## Task description
Print every one of the entries below word for word, leaving out the pictures.

## Dataset

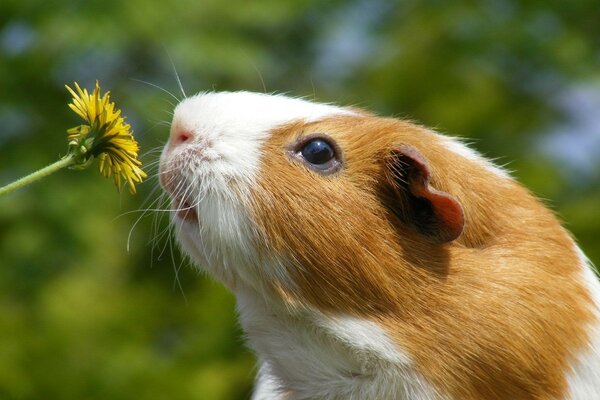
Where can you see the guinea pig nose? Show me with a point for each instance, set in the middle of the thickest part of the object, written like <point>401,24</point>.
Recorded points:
<point>180,135</point>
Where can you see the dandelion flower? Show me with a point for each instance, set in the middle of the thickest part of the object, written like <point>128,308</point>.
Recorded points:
<point>105,136</point>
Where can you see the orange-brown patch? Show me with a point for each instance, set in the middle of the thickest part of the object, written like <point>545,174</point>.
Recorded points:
<point>496,314</point>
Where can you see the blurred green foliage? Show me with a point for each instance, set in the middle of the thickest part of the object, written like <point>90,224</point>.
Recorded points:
<point>82,317</point>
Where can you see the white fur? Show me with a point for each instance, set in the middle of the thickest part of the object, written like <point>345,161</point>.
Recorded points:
<point>307,355</point>
<point>457,146</point>
<point>584,377</point>
<point>215,168</point>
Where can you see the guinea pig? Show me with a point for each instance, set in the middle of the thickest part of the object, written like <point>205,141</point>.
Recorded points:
<point>372,258</point>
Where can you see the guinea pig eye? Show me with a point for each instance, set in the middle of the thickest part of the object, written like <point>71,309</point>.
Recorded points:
<point>319,153</point>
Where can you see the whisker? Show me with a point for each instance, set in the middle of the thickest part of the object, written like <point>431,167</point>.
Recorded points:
<point>157,87</point>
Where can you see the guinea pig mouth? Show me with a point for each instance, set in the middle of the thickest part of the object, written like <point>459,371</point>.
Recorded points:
<point>184,210</point>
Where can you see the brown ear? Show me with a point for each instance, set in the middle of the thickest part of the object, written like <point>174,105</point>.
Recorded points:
<point>433,213</point>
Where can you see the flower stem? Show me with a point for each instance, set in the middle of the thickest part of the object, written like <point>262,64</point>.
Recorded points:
<point>34,176</point>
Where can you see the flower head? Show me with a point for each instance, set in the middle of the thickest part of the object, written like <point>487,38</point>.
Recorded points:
<point>105,136</point>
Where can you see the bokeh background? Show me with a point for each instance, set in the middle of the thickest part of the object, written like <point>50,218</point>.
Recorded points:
<point>95,300</point>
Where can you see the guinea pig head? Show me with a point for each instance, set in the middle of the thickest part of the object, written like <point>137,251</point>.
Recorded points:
<point>320,204</point>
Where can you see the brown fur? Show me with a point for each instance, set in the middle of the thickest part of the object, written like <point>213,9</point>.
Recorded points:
<point>496,314</point>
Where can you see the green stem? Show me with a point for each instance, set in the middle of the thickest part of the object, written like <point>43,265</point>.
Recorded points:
<point>26,180</point>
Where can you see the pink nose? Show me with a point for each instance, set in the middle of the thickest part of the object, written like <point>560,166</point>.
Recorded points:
<point>180,135</point>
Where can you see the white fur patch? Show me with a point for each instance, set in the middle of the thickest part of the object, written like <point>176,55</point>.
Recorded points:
<point>307,355</point>
<point>584,378</point>
<point>216,167</point>
<point>454,144</point>
<point>236,123</point>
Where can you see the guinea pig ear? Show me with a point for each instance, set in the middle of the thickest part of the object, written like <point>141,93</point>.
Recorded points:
<point>433,213</point>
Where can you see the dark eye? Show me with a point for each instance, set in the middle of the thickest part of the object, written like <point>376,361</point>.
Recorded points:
<point>317,152</point>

## The solution
Where can you see the guinea pig nose? Show me with a point for each instance, set in the middle of the thickest part of the object, written like <point>401,24</point>.
Recorded points:
<point>180,135</point>
Where can you see the dandelion flower? Show me with a point for each instance, set in the middle of the thickest part of the object, written like <point>128,308</point>.
Recorded points:
<point>105,136</point>
Where can you see the orange-brown patch? Show me with a point for each instance, set in the middle of the thickest part of the object, written like <point>545,174</point>.
Recorded points:
<point>496,314</point>
Where can you see the blurred green foliage? Show me with a point for each instance, set in the middle of the thickest part of the object, written like <point>90,224</point>.
Recorded points:
<point>82,317</point>
Where can you see the white fur? Show me with a point for each instance, set in the middle of the thickest part of the object, written like <point>345,161</point>.
Recorded points:
<point>307,355</point>
<point>457,146</point>
<point>584,377</point>
<point>215,168</point>
Where can you see the guinea pig? Show me with a point for each instance, set in the middle of the thickest part of the object, written like <point>205,141</point>.
Recorded points:
<point>372,258</point>
Where can you see the guinea pig eye? Show me with a point for each instance, set in the middle of the thickest part of the object, written like <point>71,309</point>.
Recorded points:
<point>319,153</point>
Where can you see the whisker? Show me with a point for each instance, set in the middle of the thickest part of the object, written like <point>431,167</point>.
Recorded points:
<point>157,87</point>
Where can you see the guinea pig mouth? Show me with a point for each instance, set in the middle of the thickest part of the object, written like <point>459,371</point>.
Recorded points:
<point>184,210</point>
Where can you see the brown ear? Show me with a point for each instance, set in the middle of the thickest part of the object, written like <point>174,105</point>.
Recorded points:
<point>433,213</point>
Where can you see the flower stem? Show me with a point for each instance, set in the middle of the thickest part of the object, written like <point>262,64</point>.
Recorded points:
<point>34,176</point>
Where can you see the flower head? Show me with a point for each instance, set in the middle of the thickest part of the object, written like <point>487,38</point>.
Recorded points:
<point>105,136</point>
Where can you see the bokeh background? Show me with a point for each instance, set in the middle of the thickest part of the object, written like <point>50,218</point>.
Recorded points:
<point>95,300</point>
Where can you see the guinea pig head? Show me with a point for each instance, set in the middle of the thickest part of the object, written like <point>137,251</point>.
Recorded points:
<point>320,204</point>
Where can you see the brown fur? Show me with a point for each instance, set in the middle of the thickest part of the object, written like <point>213,9</point>.
Recorded points:
<point>496,314</point>
Where can you see the green stem? Show me with a point for each instance, set in the middle of the thickest part of the object, written like <point>43,265</point>.
Recorded points:
<point>26,180</point>
Where can you see the pink nose? Show me with a point for each instance, set in the middle of the thickest part of the object, written like <point>560,166</point>.
Recorded points:
<point>180,135</point>
Where can you see the white fur patch? Show me with a point for each instance, set in the middle of the thickest part of the object, written like <point>176,55</point>.
Recorded points:
<point>307,355</point>
<point>584,378</point>
<point>216,167</point>
<point>454,144</point>
<point>236,123</point>
Where can you see the guinea pig ear? Show me with a point for each instance, set in the middle of the thickest part of the object, written like <point>141,93</point>.
Recorded points:
<point>433,213</point>
Where can you see the dark eye? Show me with a point for each instance, set in the middle of the thickest part of the object, written like <point>376,361</point>.
Recorded points:
<point>317,152</point>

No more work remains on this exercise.